- Task goal
Count the lines of the records below that contain the string "dark", matching case exactly, and give only the number.

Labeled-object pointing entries
====
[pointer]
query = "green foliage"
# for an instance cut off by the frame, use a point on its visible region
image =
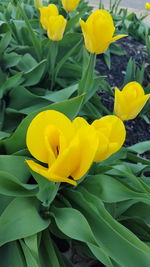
(107, 214)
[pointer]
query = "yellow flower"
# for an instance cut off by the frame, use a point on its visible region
(70, 5)
(38, 3)
(147, 6)
(111, 135)
(46, 12)
(130, 101)
(56, 27)
(98, 32)
(68, 148)
(111, 132)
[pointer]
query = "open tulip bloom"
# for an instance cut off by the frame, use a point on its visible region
(147, 6)
(70, 147)
(98, 32)
(70, 5)
(52, 22)
(130, 101)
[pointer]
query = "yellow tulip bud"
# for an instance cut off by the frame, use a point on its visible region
(67, 149)
(38, 3)
(46, 12)
(98, 32)
(147, 6)
(56, 27)
(130, 101)
(111, 132)
(70, 5)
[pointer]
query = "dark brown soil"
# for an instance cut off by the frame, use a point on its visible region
(138, 130)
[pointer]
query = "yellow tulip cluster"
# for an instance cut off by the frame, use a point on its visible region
(98, 32)
(70, 5)
(52, 22)
(130, 101)
(70, 147)
(147, 6)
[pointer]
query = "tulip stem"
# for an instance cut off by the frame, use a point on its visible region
(34, 38)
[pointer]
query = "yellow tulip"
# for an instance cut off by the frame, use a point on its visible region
(130, 101)
(98, 31)
(46, 12)
(147, 6)
(56, 27)
(67, 148)
(70, 5)
(111, 132)
(38, 3)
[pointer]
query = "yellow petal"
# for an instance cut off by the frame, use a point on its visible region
(56, 27)
(129, 101)
(137, 106)
(121, 105)
(78, 123)
(102, 152)
(46, 12)
(47, 174)
(89, 38)
(70, 5)
(98, 31)
(88, 145)
(67, 161)
(115, 38)
(36, 132)
(112, 133)
(133, 88)
(147, 6)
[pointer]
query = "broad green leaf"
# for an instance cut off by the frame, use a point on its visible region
(140, 147)
(114, 238)
(5, 42)
(15, 165)
(72, 223)
(27, 63)
(11, 59)
(47, 189)
(11, 255)
(21, 219)
(47, 251)
(11, 186)
(11, 82)
(30, 260)
(33, 76)
(111, 190)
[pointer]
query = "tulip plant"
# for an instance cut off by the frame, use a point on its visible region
(65, 174)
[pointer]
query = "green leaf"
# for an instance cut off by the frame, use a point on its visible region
(47, 251)
(72, 223)
(11, 255)
(112, 190)
(30, 260)
(11, 186)
(15, 221)
(11, 59)
(47, 189)
(27, 63)
(114, 238)
(140, 148)
(33, 76)
(18, 139)
(5, 42)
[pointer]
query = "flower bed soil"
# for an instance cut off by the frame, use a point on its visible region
(138, 130)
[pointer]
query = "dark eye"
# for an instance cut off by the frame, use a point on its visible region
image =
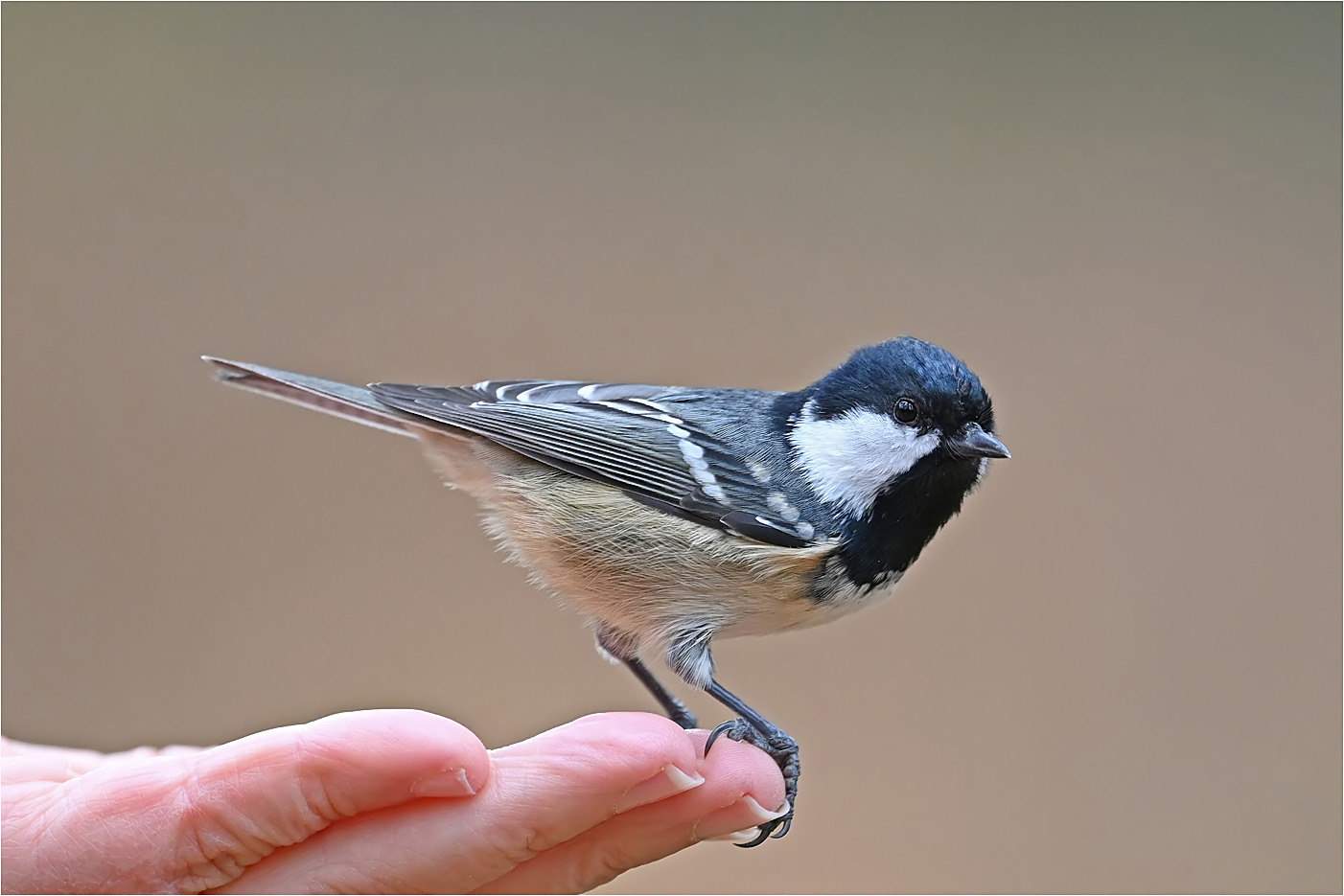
(906, 410)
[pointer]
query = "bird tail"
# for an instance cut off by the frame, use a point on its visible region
(348, 402)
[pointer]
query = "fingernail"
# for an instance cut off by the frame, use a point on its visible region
(735, 818)
(448, 783)
(736, 838)
(668, 782)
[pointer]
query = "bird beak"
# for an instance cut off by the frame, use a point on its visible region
(975, 442)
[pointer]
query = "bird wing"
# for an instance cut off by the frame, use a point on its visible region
(621, 434)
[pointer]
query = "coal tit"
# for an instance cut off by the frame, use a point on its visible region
(669, 516)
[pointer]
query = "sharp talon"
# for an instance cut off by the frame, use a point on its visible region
(716, 734)
(765, 832)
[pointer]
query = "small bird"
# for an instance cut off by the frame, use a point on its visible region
(671, 516)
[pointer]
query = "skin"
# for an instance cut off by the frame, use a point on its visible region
(377, 801)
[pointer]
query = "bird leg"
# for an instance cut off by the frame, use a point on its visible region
(761, 732)
(615, 646)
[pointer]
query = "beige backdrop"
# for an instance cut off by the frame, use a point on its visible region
(1120, 669)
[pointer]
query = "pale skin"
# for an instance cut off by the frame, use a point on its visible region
(377, 801)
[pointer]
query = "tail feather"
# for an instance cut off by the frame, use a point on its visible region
(348, 402)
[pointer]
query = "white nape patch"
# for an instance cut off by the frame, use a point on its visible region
(779, 504)
(849, 458)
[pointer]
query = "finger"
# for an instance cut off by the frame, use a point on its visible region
(541, 793)
(742, 788)
(200, 819)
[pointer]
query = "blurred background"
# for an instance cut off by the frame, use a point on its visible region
(1117, 671)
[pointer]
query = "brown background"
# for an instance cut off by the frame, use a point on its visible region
(1120, 669)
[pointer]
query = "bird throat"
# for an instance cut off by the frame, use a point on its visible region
(905, 517)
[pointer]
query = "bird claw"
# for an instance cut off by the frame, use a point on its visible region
(779, 747)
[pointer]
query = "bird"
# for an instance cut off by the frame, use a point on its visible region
(672, 516)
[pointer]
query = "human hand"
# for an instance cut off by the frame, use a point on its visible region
(381, 799)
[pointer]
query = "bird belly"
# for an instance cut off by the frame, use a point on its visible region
(651, 577)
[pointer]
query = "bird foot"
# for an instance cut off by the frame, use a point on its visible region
(779, 747)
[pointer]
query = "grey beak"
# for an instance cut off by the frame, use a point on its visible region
(976, 442)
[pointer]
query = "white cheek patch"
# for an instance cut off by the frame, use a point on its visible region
(849, 458)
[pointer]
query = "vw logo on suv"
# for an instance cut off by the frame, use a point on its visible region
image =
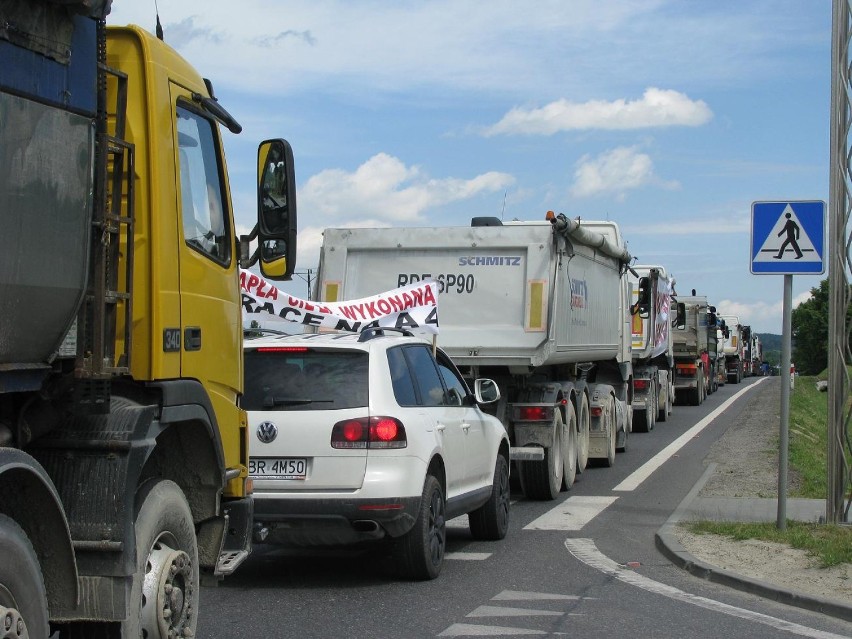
====
- Expected answer
2